··· Girdi Verisi ···
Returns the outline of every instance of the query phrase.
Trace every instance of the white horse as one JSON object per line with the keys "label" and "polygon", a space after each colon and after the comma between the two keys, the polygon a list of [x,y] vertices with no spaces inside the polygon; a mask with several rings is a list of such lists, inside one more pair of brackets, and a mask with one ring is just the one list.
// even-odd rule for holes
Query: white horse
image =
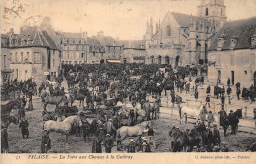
···
İstenenler. Yukarıdaki verinin tamamını "No" ve "İçerik" sütunlarından oluşan bir Markdown tablosu olarak düzenleyin. Her satırın sıra numarasını ve metnini yazın, boş satırları atlayın ve resimleri tabloya almayın.

Görevin Çözümü.
| No | İçerik |
|---|---|
| 1 | Returns the outline of every instance of the query phrase. |
| 2 | Trace every instance of the white horse as one JSON object per line with the keys "label" and "polygon", a space after each colon and after the comma between the two keys, the polygon a list of [x,y] vertices with no spaces inside the polygon; a mask with several rings is a list of such lists, inside one more pair of brackets, and a mask with one ring is just the one list. |
| 3 | // even-odd rule for holes |
| 4 | Query: white horse |
| 5 | image = |